(Items stored from a collection)
^^^^

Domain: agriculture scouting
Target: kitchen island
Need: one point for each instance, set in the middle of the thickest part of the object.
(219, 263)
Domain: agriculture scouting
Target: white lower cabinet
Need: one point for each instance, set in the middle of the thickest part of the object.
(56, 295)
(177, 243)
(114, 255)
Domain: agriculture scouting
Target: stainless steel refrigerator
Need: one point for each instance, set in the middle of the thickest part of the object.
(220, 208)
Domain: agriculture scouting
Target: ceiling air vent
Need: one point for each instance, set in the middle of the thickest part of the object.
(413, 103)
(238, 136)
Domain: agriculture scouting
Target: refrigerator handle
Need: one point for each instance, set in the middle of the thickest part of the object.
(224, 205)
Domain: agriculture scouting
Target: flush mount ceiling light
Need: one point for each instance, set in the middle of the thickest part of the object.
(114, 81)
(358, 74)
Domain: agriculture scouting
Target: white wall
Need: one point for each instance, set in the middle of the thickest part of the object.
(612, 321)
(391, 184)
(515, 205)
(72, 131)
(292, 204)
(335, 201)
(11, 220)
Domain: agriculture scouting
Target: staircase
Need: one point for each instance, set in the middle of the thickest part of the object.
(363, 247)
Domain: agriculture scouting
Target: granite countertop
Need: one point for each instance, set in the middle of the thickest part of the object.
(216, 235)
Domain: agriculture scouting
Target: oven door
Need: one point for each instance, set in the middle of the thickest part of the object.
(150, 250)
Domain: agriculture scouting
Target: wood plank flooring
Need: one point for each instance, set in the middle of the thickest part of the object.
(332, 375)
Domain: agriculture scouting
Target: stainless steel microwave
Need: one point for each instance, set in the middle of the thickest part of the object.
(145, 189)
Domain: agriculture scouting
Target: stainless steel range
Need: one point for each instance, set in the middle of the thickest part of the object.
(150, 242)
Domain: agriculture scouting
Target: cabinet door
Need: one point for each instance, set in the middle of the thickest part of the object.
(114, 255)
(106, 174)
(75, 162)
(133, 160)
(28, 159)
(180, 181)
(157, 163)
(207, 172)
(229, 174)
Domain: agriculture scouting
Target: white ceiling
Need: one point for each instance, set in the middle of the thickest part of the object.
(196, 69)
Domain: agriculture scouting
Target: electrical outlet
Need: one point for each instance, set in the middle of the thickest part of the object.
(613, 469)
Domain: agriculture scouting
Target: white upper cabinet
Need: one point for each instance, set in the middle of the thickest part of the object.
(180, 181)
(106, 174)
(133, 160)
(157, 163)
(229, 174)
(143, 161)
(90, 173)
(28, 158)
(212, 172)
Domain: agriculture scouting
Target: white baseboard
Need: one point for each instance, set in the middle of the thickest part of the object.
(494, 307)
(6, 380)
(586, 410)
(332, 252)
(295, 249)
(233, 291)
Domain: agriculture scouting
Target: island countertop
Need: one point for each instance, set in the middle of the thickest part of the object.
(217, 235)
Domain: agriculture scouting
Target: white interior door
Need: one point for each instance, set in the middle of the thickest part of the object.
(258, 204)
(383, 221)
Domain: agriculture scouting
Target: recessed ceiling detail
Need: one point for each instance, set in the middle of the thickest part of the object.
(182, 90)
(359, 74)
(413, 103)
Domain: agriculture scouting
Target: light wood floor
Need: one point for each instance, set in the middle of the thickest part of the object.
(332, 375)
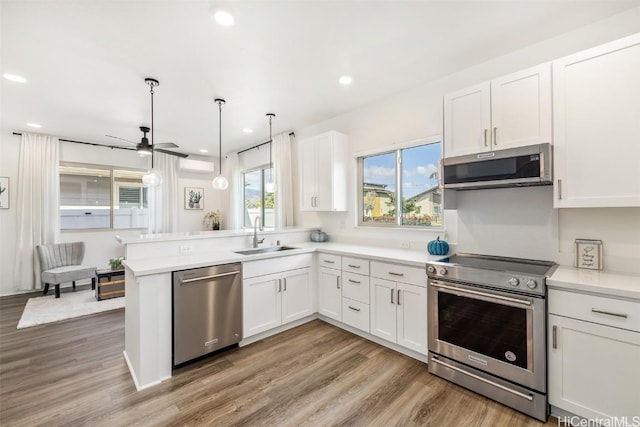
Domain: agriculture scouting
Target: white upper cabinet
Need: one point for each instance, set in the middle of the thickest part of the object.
(511, 111)
(323, 172)
(597, 126)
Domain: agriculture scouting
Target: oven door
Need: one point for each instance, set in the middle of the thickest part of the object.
(497, 332)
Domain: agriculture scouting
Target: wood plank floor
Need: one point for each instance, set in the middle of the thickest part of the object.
(72, 373)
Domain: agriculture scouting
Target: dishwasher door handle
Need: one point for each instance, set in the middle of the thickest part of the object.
(214, 276)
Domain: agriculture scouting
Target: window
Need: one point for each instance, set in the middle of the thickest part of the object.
(258, 201)
(409, 175)
(99, 197)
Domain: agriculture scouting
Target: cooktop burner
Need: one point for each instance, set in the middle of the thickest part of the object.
(513, 274)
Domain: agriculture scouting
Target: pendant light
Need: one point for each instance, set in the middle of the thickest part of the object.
(270, 186)
(152, 178)
(220, 182)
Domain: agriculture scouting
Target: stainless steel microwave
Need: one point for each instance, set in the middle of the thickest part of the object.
(511, 167)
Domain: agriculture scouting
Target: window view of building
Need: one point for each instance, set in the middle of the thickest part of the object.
(409, 175)
(259, 199)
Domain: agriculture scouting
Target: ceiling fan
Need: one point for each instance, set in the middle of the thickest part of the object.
(145, 148)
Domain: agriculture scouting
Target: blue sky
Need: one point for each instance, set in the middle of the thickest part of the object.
(418, 163)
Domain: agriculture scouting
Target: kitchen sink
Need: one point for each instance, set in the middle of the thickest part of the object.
(264, 250)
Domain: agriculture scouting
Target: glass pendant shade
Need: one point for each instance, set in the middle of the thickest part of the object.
(153, 178)
(220, 183)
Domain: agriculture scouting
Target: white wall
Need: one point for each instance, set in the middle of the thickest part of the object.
(100, 244)
(509, 222)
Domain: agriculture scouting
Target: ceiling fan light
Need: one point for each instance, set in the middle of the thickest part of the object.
(220, 183)
(153, 178)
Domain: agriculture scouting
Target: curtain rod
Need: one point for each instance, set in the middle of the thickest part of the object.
(261, 144)
(87, 143)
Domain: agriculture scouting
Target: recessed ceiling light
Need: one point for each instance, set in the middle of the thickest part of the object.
(345, 80)
(14, 78)
(223, 17)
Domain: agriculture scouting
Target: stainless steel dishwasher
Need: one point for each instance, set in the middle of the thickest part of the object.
(207, 310)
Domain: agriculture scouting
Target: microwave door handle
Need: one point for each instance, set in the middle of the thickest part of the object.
(482, 294)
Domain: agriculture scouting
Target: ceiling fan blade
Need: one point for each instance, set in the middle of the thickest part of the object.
(122, 139)
(173, 153)
(166, 145)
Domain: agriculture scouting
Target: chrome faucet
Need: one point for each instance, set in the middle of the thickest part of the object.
(257, 241)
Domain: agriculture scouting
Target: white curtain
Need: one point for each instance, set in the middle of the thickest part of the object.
(236, 210)
(164, 199)
(284, 180)
(38, 193)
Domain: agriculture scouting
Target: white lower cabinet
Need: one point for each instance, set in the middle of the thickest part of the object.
(329, 293)
(399, 313)
(276, 299)
(593, 367)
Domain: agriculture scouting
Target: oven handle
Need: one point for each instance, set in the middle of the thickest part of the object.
(500, 386)
(482, 294)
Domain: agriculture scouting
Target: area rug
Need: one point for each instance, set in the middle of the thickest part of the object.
(47, 309)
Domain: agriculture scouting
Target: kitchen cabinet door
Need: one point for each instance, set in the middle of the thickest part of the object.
(383, 309)
(467, 121)
(323, 172)
(521, 108)
(412, 317)
(330, 293)
(596, 123)
(297, 300)
(262, 304)
(593, 369)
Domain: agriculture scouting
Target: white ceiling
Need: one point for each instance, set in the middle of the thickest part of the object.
(86, 61)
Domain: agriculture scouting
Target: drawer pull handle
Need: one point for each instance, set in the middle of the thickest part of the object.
(609, 313)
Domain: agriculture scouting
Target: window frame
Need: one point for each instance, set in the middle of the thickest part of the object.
(112, 195)
(397, 150)
(262, 169)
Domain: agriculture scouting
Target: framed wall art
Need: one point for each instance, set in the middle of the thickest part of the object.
(193, 198)
(4, 192)
(589, 254)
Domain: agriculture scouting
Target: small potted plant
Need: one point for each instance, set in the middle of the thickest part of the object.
(212, 219)
(116, 263)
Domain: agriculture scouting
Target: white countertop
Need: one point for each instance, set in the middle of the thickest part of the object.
(624, 285)
(205, 234)
(144, 267)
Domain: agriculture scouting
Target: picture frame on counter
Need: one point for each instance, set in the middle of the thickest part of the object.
(193, 198)
(589, 254)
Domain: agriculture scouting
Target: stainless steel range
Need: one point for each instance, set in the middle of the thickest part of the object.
(487, 327)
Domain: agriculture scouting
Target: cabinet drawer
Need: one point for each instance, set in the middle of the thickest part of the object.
(355, 265)
(399, 273)
(356, 287)
(355, 313)
(276, 265)
(597, 309)
(330, 261)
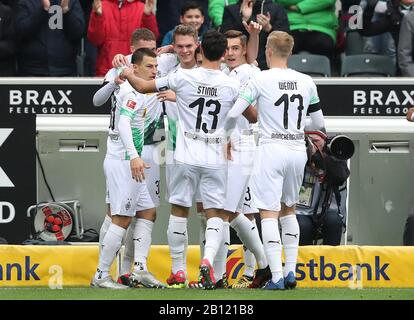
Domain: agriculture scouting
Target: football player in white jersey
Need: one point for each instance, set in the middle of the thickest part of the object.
(284, 98)
(140, 38)
(239, 194)
(124, 171)
(204, 97)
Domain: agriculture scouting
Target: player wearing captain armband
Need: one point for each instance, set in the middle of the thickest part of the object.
(284, 98)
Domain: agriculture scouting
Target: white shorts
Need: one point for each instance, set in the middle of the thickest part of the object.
(126, 196)
(185, 179)
(238, 194)
(151, 156)
(278, 177)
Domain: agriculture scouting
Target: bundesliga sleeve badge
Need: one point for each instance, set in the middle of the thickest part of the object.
(131, 104)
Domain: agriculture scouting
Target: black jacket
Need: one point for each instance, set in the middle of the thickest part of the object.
(278, 19)
(389, 22)
(44, 51)
(7, 41)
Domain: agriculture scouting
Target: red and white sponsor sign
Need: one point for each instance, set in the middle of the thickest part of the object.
(131, 104)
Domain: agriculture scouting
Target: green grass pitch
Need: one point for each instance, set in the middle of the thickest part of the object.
(195, 294)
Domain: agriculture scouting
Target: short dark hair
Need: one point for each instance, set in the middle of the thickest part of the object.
(183, 30)
(233, 34)
(191, 5)
(214, 45)
(142, 34)
(139, 55)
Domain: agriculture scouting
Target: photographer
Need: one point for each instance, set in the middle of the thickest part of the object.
(322, 203)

^^^^

### Exercise instructions
List each line of the data above that contains the word "light", copying every such line in full.

### Correct result
Target: flush mount ceiling light
Target: light wood floor
Target: pendant light
Target: ceiling fan light
Target: recessed ceiling light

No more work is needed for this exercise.